***** TEKS HALAMAN
Pada tanggal 19 Januari 1927 Mgr. H. L. Smeets, SCJ kembali ke Eropa, oleh karena itu tugas pelayanan sebagai Prefek Apostolik Bengkulu kemudian dilanjutkan oleh Pastor H. van Oort, SCJ.  Pada tanggal 19 Januari 1934, Pastor Henri Martin Mekkelholt, SCJ menjadi Prefek Apostolik ketiga menggantikan Pastor H. van Oort SCJ. Dalam masa kepemimpinannya, pada tanggal 13 Juni 1939 Vatikan berkenan menetapkan Vikariat Apostolik Palembang sebagai pengembangan dari Prefektur Apostolik Bengkulu. Vatikan mengangkat Mgr. H.M. Mekkelholt, SCJ menjadi Vikaris Apostolik yang pertama.

Mgr. Henricus Norbertus Mekkelholt SCJ

Ketika Vikariat yang baru berdiri ini mulai bersiap untuk berbenah Perang Dunia II terjadi dan berkecamuk antara tahun 1939-1945. Situasi ini semakin diperparah dengan penderitaan yang timbul selama masa pendudukan Jepang. Para misionaris Belanda yang berkarya di wilayah Palembang, Jambi, Lahat, Bengkulu, Metro, Teluk Betung dan Pringsewu di Lampung menjadi korban. Mereka ditangkap dan dimasukkan ke dalam kamp-kamp interniran di antaranya kamp Talang Semut dan kamp Puncak Sekuning Palembang, kamp Kepahiang Bengkulu, kamp Lebak Budi dan Durian Payung Lampung, kamp Belalau Lubuk Linggau dan kamp Muntok Bangka. Banyak misionaris yang meninggal dunia selama periode ini.
**********
***** BARIS HASIL EKSTRAKSI
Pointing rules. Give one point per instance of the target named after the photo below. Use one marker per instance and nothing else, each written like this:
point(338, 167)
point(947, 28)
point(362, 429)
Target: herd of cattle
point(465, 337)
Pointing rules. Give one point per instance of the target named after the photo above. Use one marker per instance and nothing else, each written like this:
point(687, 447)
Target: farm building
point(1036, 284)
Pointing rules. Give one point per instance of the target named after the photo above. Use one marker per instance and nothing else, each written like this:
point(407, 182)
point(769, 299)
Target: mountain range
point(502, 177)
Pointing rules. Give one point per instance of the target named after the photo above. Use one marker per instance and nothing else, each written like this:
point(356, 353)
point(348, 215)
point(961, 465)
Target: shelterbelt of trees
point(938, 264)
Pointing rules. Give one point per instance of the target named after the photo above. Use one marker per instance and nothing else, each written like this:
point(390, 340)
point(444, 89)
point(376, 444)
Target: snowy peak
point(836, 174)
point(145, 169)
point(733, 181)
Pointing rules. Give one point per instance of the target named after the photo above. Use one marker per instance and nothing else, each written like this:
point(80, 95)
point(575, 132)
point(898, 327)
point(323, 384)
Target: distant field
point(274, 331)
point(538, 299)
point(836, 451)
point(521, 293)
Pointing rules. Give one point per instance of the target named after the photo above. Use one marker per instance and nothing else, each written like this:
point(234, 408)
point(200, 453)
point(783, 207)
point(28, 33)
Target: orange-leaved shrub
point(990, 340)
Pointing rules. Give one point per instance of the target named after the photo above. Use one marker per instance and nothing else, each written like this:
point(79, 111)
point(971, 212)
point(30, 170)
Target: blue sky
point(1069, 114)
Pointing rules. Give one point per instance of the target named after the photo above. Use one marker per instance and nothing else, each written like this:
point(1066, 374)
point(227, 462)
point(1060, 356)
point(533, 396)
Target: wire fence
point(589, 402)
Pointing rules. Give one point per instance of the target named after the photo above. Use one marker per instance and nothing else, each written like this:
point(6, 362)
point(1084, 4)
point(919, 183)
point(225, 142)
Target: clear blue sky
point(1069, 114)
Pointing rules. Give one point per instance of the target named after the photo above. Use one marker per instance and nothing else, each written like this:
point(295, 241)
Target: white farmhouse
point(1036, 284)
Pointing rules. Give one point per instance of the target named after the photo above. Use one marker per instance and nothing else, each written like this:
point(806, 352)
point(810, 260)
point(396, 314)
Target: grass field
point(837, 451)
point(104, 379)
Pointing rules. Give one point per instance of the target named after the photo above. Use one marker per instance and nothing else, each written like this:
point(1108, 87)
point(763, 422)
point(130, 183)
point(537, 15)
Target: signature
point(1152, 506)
**********
TUGAS YANG DIKERJAKAN →
(A) Kutip teks halaman mulai dari "Mgr. Henricus Norbertus" dan berakhir pada "selama periode ini.".
(B) Tolong terjemahkan kalimat "Situasi ini semakin diperparah dengan penderitaan yang timbul selama masa pendudukan Jepang." dari teks halaman ke dalam bahasa Inggris.
Baris-baris di atas tidak diperlukan.

JAWABAN LATIHAN →
(A)
Mgr. Henricus Norbertus Mekkelholt SCJ

Ketika Vikariat yang baru berdiri ini mulai bersiap untuk berbenah Perang Dunia II terjadi dan berkecamuk antara tahun 1939-1945. Situasi ini semakin diperparah dengan penderitaan yang timbul selama masa pendudukan Jepang. Para misionaris Belanda yang berkarya di wilayah Palembang, Jambi, Lahat, Bengkulu, Metro, Teluk Betung dan Pringsewu di Lampung menjadi korban. Mereka ditangkap dan dimasukkan ke dalam kamp-kamp interniran di antaranya kamp Talang Semut dan kamp Puncak Sekuning Palembang, kamp Kepahiang Bengkulu, kamp Lebak Budi dan Durian Payung Lampung, kamp Belalau Lubuk Linggau dan kamp Muntok Bangka. Banyak misionaris yang meninggal dunia selama periode ini.

(B) This situation was made even worse by the suffering that arose during the Japanese occupation.